TEXTO CITADO:
================

No Canadá, assim como no Brasil e em outros países em todo mundo, as fake news vêm ganhando espaço e trazendo muita desinformação. Saiba como reconhecê-las.
Raquel Zampil | 20 de Janeiro de 2020 às 22:46
Em novembro de 2014, Yaman Abuibaid e Daré Adebanjo, dois adolescentes canadenses, experts em computadores, queriam ganhar um dinheiro rápido. Impressionados com o fato de os amigos terem caído em uma história satírica sobre Kim Kardashian, decidiram lançar o próprio site de fraudes. Então criaram o “Hot Global News” (Notícias quentes globais) e ficaram à espera dos dólares da publicidade. Num primeiro momento, o projeto arrecadou apenas dinheiro miúdo, mas depois de um ano, a dupla descobriu o ouro.

================

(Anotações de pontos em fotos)
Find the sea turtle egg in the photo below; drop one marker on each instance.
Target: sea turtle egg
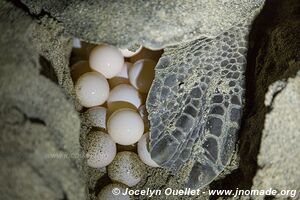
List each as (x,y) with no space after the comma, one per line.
(92,89)
(125,126)
(96,116)
(107,60)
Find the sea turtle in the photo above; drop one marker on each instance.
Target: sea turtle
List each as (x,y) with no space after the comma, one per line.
(195,104)
(196,100)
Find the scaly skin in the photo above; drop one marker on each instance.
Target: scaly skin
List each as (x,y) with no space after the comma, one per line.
(195,104)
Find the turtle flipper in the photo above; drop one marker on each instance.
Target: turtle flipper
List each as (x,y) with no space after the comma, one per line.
(195,104)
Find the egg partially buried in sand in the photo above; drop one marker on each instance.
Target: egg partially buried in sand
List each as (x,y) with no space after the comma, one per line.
(123,96)
(126,168)
(96,116)
(101,149)
(125,126)
(141,74)
(92,89)
(107,60)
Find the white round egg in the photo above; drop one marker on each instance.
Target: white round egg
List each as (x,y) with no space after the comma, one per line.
(122,77)
(113,191)
(141,74)
(143,151)
(125,126)
(129,53)
(107,60)
(96,116)
(126,168)
(124,93)
(79,68)
(101,149)
(92,89)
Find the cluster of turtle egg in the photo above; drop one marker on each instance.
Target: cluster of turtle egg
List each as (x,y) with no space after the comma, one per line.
(112,84)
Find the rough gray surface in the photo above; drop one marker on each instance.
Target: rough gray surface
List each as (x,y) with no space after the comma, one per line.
(198,92)
(154,24)
(37,121)
(26,97)
(280,142)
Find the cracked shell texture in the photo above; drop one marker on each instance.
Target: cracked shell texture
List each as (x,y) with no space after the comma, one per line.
(154,24)
(195,104)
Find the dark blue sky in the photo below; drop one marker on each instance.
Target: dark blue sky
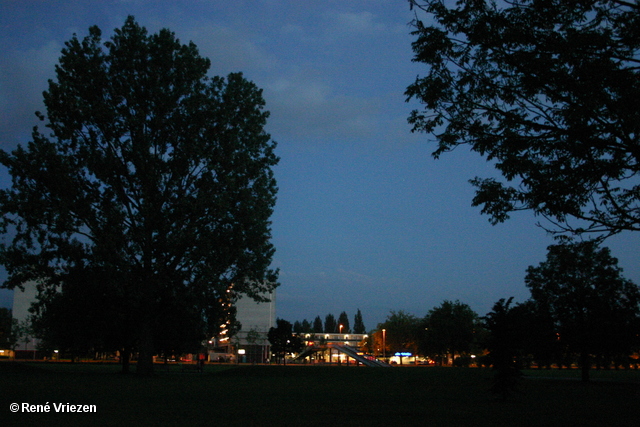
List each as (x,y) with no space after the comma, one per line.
(365,217)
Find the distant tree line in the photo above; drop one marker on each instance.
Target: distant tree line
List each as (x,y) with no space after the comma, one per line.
(582,312)
(331,325)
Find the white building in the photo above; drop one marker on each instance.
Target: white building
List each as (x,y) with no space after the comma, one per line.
(256,320)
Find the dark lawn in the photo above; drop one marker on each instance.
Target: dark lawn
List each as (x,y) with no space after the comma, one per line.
(314,395)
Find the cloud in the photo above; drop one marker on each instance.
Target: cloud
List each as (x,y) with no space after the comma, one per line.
(306,105)
(23,77)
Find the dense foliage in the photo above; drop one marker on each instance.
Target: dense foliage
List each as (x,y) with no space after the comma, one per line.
(545,89)
(147,202)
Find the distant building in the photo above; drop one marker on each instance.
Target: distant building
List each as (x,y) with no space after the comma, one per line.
(256,320)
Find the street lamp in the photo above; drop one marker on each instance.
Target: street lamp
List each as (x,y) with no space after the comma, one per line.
(384,344)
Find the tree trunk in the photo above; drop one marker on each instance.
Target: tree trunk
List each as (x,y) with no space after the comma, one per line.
(585,365)
(125,355)
(146,350)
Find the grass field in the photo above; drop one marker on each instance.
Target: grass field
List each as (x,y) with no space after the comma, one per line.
(315,396)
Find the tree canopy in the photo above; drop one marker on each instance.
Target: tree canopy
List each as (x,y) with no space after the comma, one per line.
(547,91)
(594,308)
(154,178)
(449,329)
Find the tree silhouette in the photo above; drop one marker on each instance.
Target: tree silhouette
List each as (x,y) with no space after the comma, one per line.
(152,172)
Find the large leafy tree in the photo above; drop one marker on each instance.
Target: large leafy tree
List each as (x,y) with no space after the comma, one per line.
(545,89)
(594,308)
(154,183)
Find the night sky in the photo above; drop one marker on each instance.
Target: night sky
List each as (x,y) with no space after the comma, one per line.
(366,218)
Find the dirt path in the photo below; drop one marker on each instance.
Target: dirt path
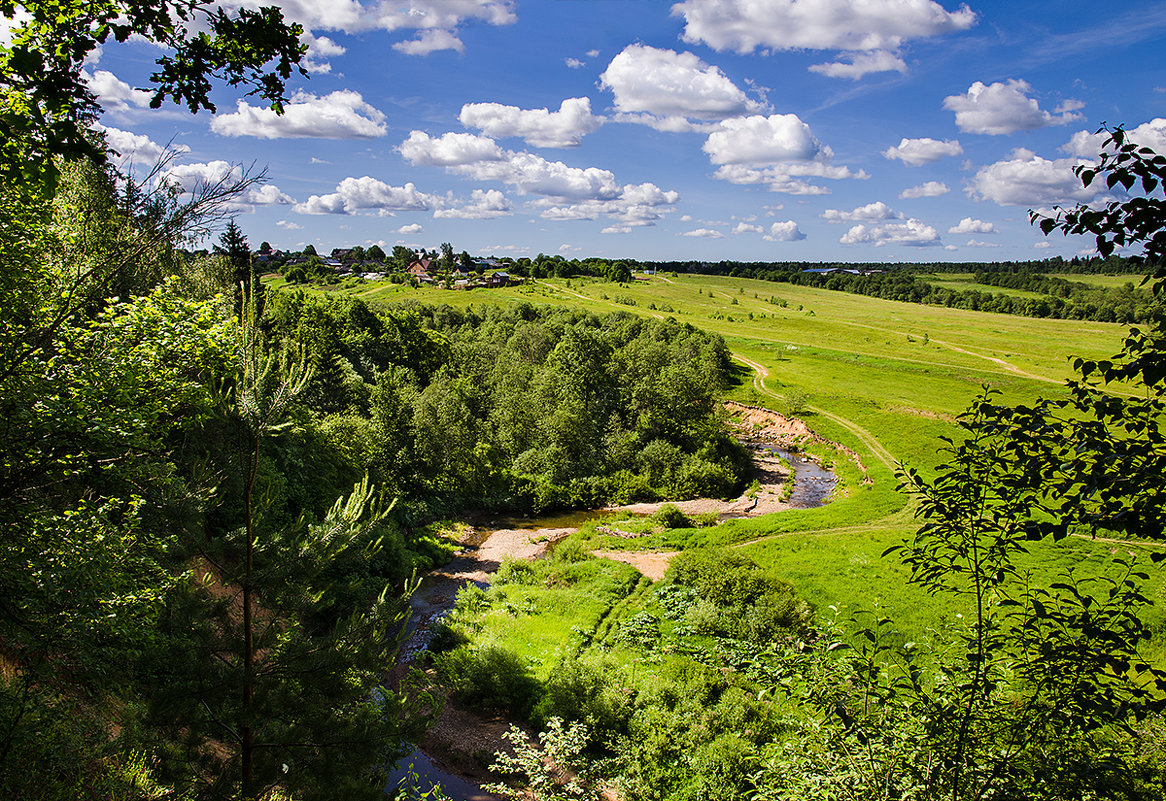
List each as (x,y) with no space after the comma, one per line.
(868,438)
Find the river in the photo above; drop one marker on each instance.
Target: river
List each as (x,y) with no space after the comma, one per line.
(511,536)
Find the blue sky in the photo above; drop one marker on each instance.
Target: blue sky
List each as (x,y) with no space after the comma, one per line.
(752,130)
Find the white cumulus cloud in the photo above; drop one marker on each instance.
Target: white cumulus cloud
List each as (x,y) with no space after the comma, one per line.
(816,25)
(539,127)
(320,50)
(669,85)
(1151,134)
(1002,109)
(435,22)
(192,177)
(924,150)
(268,195)
(854,65)
(430,41)
(137,148)
(760,140)
(367,194)
(483,204)
(928,189)
(448,149)
(1027,180)
(187,177)
(341,114)
(778,150)
(784,232)
(868,213)
(969,225)
(566,191)
(911,232)
(114,93)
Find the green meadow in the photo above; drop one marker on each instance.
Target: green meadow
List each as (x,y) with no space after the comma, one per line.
(884,379)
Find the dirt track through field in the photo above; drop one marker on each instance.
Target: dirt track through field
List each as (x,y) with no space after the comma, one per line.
(868,438)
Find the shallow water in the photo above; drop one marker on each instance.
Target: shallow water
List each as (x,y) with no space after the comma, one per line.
(429,774)
(813,486)
(813,483)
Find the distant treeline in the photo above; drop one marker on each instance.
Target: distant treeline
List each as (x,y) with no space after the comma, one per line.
(1060,299)
(1088,266)
(519,408)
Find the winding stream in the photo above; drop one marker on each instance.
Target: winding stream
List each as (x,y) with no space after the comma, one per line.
(512,535)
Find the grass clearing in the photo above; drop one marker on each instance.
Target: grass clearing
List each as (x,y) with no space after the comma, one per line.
(883,378)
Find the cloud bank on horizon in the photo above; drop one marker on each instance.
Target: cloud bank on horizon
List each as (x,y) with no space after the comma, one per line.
(750,130)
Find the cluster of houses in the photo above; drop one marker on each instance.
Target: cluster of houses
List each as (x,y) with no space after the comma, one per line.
(425,269)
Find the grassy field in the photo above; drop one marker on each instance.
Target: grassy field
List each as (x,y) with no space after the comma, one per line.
(882,378)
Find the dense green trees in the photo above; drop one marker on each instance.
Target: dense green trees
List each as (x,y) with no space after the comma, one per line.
(517,407)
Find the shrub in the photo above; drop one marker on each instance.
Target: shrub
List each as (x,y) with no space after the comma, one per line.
(589,689)
(669,517)
(490,677)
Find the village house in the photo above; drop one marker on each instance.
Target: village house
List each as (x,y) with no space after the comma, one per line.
(420,268)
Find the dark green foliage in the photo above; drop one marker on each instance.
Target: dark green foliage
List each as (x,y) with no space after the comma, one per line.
(752,604)
(591,689)
(669,517)
(487,677)
(512,408)
(48,105)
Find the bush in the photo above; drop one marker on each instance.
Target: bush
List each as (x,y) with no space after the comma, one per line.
(589,689)
(490,677)
(752,605)
(669,517)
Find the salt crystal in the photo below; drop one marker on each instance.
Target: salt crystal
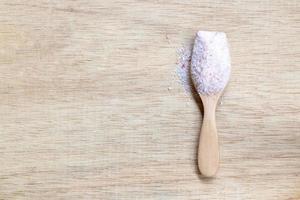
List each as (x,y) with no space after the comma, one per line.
(210,64)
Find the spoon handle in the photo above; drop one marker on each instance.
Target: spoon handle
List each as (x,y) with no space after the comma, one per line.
(208,152)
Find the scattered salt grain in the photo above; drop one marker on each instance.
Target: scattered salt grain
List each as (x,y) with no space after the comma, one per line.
(210,63)
(183,68)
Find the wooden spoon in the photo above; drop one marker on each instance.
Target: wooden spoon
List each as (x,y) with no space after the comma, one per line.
(210,71)
(208,152)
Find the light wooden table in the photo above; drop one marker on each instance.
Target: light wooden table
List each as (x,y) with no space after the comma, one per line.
(86,112)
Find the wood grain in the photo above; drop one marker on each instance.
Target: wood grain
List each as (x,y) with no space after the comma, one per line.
(86,112)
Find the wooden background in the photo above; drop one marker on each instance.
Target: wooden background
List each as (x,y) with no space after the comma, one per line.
(91,107)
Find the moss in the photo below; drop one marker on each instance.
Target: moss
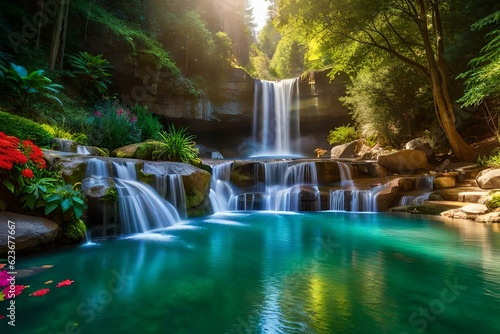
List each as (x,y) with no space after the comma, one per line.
(72,232)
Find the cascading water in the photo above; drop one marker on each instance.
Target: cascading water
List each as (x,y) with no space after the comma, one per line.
(276,117)
(287,187)
(220,187)
(359,200)
(141,208)
(346,172)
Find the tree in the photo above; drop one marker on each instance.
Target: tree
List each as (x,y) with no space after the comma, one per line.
(408,30)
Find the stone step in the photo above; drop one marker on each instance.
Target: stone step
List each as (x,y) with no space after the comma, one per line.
(467,183)
(471,196)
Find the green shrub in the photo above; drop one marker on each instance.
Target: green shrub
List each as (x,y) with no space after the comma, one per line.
(21,88)
(112,126)
(92,73)
(342,135)
(147,122)
(178,146)
(24,128)
(62,132)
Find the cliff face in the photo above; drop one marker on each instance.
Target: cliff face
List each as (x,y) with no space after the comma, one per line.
(222,117)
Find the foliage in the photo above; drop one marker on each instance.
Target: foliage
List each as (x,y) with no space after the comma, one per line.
(61,131)
(494,201)
(22,88)
(342,135)
(147,122)
(386,99)
(23,170)
(482,80)
(112,125)
(136,38)
(24,128)
(178,146)
(92,73)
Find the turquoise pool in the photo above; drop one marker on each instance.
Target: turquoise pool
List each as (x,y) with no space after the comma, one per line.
(272,272)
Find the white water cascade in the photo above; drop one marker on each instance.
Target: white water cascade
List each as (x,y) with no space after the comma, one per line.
(359,200)
(221,190)
(276,117)
(141,208)
(286,187)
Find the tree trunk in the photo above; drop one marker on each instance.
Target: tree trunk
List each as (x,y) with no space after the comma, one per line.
(56,37)
(439,80)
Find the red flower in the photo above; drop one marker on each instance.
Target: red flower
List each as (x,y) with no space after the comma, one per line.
(28,173)
(16,291)
(64,283)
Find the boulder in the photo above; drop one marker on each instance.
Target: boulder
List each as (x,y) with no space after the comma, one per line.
(404,162)
(29,232)
(489,179)
(349,150)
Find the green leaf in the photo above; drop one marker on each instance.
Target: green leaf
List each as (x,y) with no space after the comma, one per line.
(66,204)
(9,185)
(51,207)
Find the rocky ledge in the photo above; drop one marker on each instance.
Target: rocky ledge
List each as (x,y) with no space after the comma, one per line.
(21,233)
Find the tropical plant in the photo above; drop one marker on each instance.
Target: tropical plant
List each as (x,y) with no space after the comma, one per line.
(92,72)
(24,128)
(22,87)
(147,122)
(178,146)
(342,135)
(24,173)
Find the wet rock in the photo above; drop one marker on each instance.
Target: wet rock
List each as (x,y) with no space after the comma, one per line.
(404,162)
(29,232)
(489,179)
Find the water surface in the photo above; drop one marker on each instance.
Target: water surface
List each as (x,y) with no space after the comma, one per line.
(267,272)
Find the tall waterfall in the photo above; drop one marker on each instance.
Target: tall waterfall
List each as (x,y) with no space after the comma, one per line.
(141,208)
(276,117)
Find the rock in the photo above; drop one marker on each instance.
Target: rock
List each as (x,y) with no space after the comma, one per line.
(489,179)
(445,181)
(474,209)
(490,217)
(349,150)
(404,162)
(29,232)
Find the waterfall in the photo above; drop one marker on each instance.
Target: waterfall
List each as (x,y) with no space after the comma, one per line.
(424,182)
(82,150)
(221,190)
(287,187)
(141,208)
(346,171)
(97,168)
(359,200)
(276,116)
(171,188)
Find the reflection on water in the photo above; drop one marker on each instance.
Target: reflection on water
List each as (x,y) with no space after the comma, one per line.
(322,272)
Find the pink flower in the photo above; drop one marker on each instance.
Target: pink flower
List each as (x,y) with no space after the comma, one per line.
(4,278)
(64,283)
(8,291)
(28,173)
(40,292)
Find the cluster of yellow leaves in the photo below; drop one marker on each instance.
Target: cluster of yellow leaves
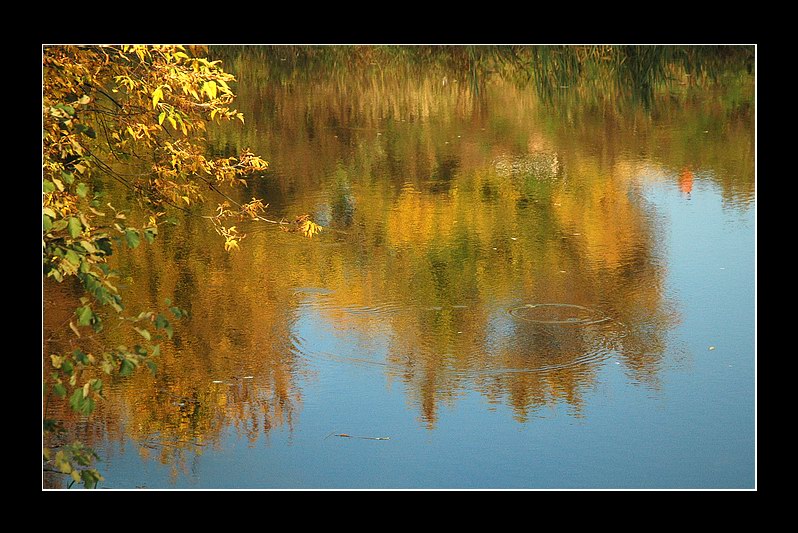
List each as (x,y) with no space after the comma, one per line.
(254,208)
(304,225)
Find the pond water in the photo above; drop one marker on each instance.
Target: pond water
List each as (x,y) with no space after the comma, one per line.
(511,291)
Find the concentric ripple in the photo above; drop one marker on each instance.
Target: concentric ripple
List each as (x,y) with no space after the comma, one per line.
(531,338)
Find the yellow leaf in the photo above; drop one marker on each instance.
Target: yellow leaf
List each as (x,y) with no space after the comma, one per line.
(157,95)
(209,87)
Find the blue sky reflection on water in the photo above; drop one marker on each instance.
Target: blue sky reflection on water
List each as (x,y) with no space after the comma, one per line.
(693,429)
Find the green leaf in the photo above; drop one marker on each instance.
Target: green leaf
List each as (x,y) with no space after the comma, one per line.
(126,368)
(84,315)
(81,357)
(157,95)
(150,234)
(74,227)
(209,87)
(59,224)
(90,478)
(82,189)
(161,321)
(132,237)
(81,404)
(73,257)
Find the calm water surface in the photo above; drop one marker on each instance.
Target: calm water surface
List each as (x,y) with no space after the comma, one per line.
(509,292)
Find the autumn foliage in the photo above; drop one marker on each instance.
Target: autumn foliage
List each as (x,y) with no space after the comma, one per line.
(131,116)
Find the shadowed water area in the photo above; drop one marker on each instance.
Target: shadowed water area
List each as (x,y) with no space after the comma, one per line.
(524,281)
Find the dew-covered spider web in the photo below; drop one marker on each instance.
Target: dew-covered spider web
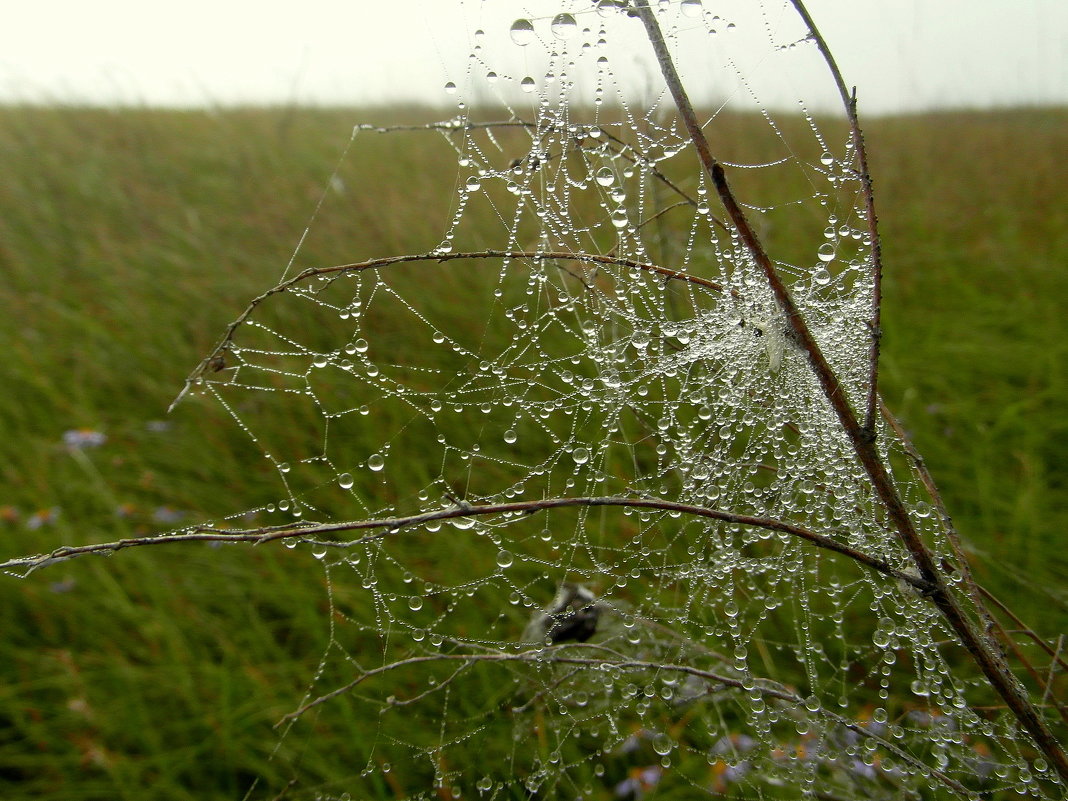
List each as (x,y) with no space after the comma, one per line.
(561,468)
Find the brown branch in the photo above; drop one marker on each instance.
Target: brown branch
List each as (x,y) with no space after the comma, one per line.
(849,101)
(391,527)
(985,654)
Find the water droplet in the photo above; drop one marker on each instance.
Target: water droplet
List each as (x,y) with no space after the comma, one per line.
(564,26)
(522,32)
(691,8)
(662,744)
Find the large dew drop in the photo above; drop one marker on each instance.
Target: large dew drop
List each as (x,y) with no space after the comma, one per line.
(522,32)
(563,27)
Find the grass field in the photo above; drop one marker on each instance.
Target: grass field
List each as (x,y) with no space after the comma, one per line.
(129,239)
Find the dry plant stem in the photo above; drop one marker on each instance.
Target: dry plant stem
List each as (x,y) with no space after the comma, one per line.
(849,101)
(562,655)
(987,657)
(395,525)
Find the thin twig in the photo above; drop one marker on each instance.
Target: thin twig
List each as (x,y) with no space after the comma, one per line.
(985,654)
(392,527)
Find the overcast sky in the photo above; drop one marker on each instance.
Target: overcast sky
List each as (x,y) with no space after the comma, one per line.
(904,55)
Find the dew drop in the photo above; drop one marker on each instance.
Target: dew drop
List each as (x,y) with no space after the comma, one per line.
(662,744)
(564,26)
(607,8)
(522,32)
(691,8)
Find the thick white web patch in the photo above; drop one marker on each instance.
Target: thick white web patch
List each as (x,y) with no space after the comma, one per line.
(589,327)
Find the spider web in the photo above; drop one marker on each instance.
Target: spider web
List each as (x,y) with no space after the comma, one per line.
(589,328)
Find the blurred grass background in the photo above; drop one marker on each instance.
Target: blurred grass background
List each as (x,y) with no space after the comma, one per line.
(128,239)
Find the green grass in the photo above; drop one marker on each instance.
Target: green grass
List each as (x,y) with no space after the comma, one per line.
(128,240)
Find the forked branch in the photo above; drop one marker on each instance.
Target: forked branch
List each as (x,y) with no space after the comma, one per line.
(983,650)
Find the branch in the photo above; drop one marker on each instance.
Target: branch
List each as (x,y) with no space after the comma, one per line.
(985,654)
(554,656)
(391,527)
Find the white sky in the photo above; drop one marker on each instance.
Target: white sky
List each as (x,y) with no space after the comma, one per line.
(902,55)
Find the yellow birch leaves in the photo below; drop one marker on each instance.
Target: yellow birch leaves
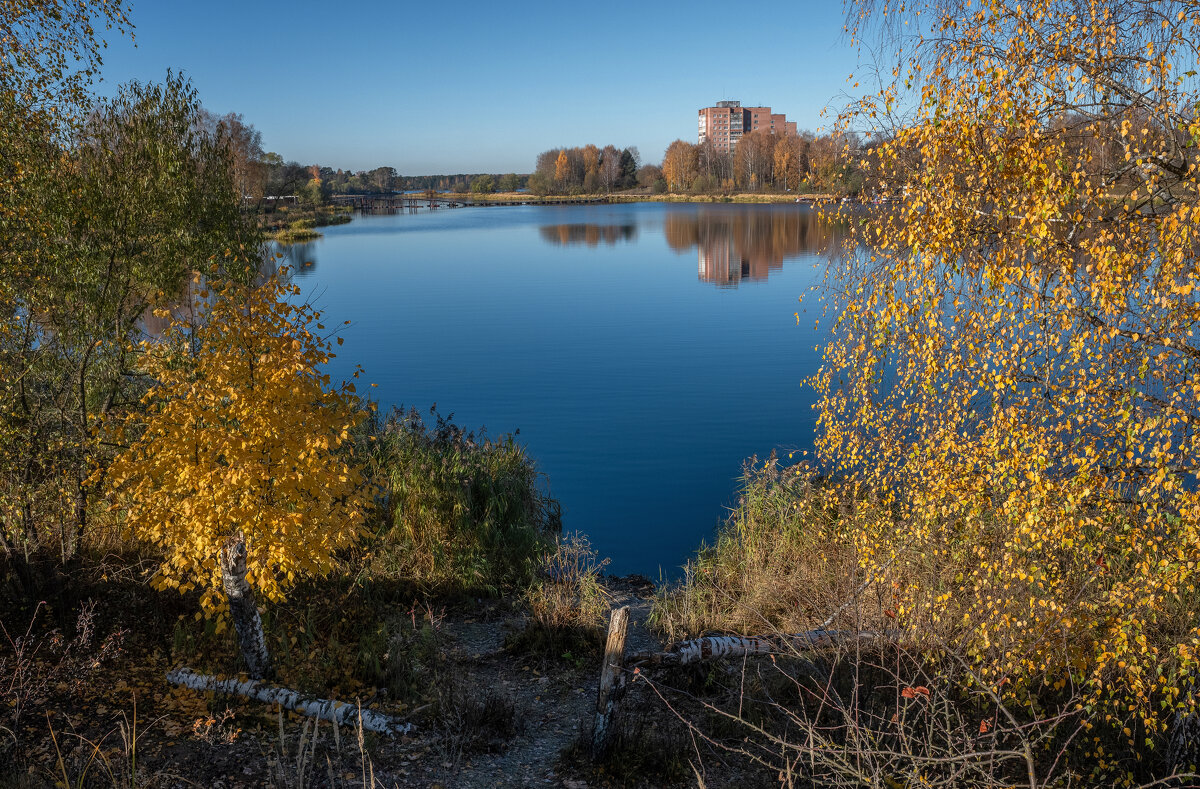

================

INSTRUÇÃO: No texto sobre fake news no Canadá, que fato impressionou os dois adolescentes a ponto de decidirem lançar o próprio site de fraudes?

RESPOSTA ABAIXO: Eles ficaram impressionados com o fato de os amigos terem caído em uma história satírica sobre Kim Kardashian.